>> START Document extract
# Black Edition Rim Colour Help



## zombiemorg (Sep 2, 2016)

Hi guys,

Had my wheels refurbished a while ago and while they were in, I asked for the colour to be changed from silver to the dark grey that is standard on most other Black Editions.

The wheels are going back in a couple of days due to the poor finish but the longer I've had them, the more I'm convinced that the colour isn't quite right. Can I get some opinions on the pics below? The first is my car, the second is what I believe to be the standard BE colour.

Can someone confirm if the second picture is L8AU? The place I'm taking them doesn't use manufacturer paint codes (they use something along the lines of a hex code or RGB etc.) but they claim to do a lot of work for Audi and apparently knew the colour. I don't want to ask for it a touch darker for them to end up almost black by not being specific enough!


----------



## ashfinlayson (Oct 26, 2013)

They look nice mate, I wish I went for something like that on my beamer instead of anthracite; too dark for le mans


----------



## Andrew9758 (Feb 20, 2017)

Having only the pictures to go off , the second picture looks like the right sort of colour for the black edition . They are a Matt finish


----------



## Gray79 (Feb 10, 2017)

Here are the colour of the rims on my Black Edition for comparison, it's never easy to tell by a photo though as different cameras and different light make a massive difference.


----------



## bertiebowser11 (Mar 13, 2017)

if its black edition keep it black edition


----------



## bertiebowser11 (Mar 13, 2017)

mono


----------



## zombiemorg (Sep 2, 2016)

Thanks guys! I think mine are definitely too light.

I'm trying to get the original black edition colour - not sure why anyone would pay for BE spec and then choose silver wheels from factory 

I thought that as I'm getting the wheels refurbed a second time, I may as well get them to do the colour properly this time


----------



## xGem (Oct 21, 2016)

zombiemorg said:


> I'm trying to get the original black edition colour - not sure why anyone would pay for BE spec and then choose silver wheels from factory


I think its all down to personal taste really, i prefer silver like the one below as i don't think the anthracite wheels match well with daytona grey


----------
>> END Document extract
>> START Collected material
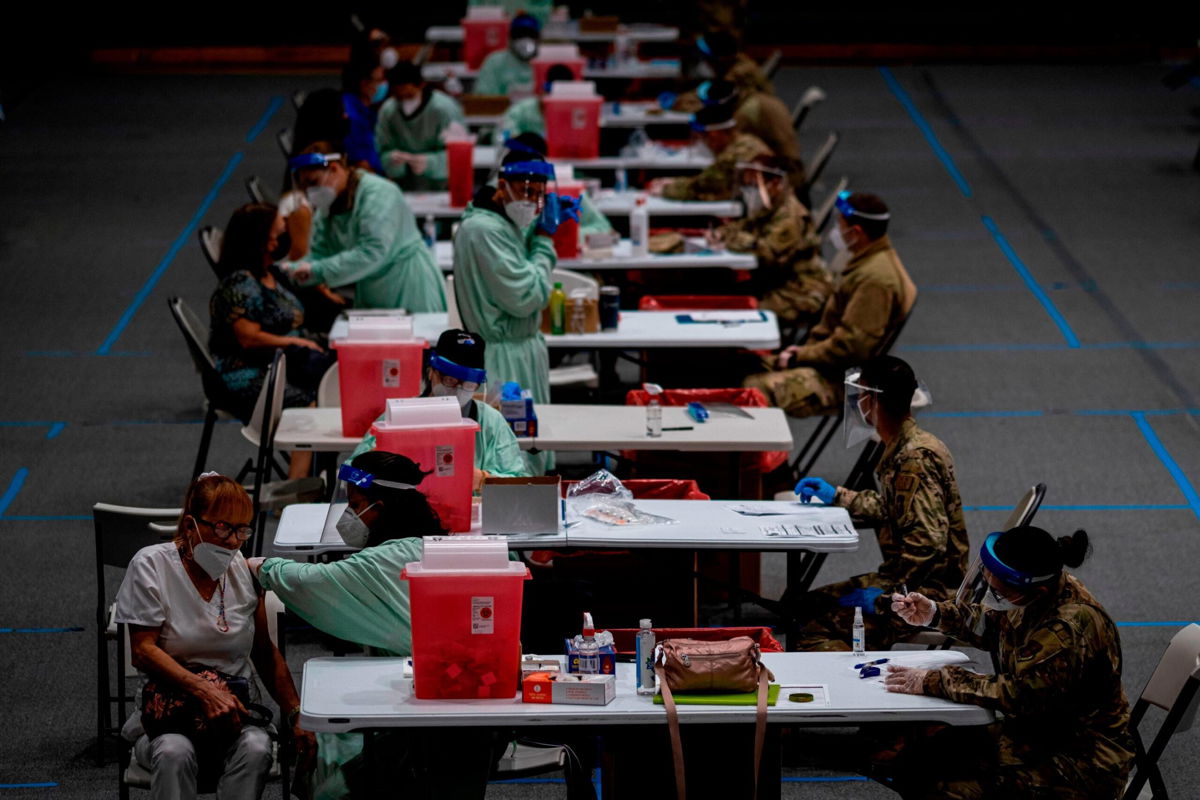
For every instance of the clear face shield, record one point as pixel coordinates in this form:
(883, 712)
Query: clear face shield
>> END Collected material
Exercises:
**a.** Answer these questions about the rim colour thread, one per line:
(i) What color did zombiemorg's wheels have before the refurbishment?
(ii) Which paint code does zombiemorg want someone to confirm?
(iii) Why does xGem prefer silver wheels?
**b.** In the rim colour thread, begin at the words "# Black Edition" and stop after "being specific enough!". Write that passage again with "wheels" changed to "rims".

Answers to the exercises:
**a.**
(i) Silver.
(ii) L8AU.
(iii) xGem doesn't think the anthracite wheels match well with daytona grey.

**b.**
# Black Edition Rim Colour Help



## zombiemorg (Sep 2, 2016)

Hi guys,

Had my rims refurbished a while ago and while they were in, I asked for the colour to be changed from silver to the dark grey that is standard on most other Black Editions.

The rims are going back in a couple of days due to the poor finish but the longer I've had them, the more I'm convinced that the colour isn't quite right. Can I get some opinions on the pics below? The first is my car, the second is what I believe to be the standard BE colour.

Can someone confirm if the second picture is L8AU? The place I'm taking them doesn't use manufacturer paint codes (they use something along the lines of a hex code or RGB etc.) but they claim to do a lot of work for Audi and apparently knew the colour. I don't want to ask for it a touch darker for them to end up almost black by not being specific enough!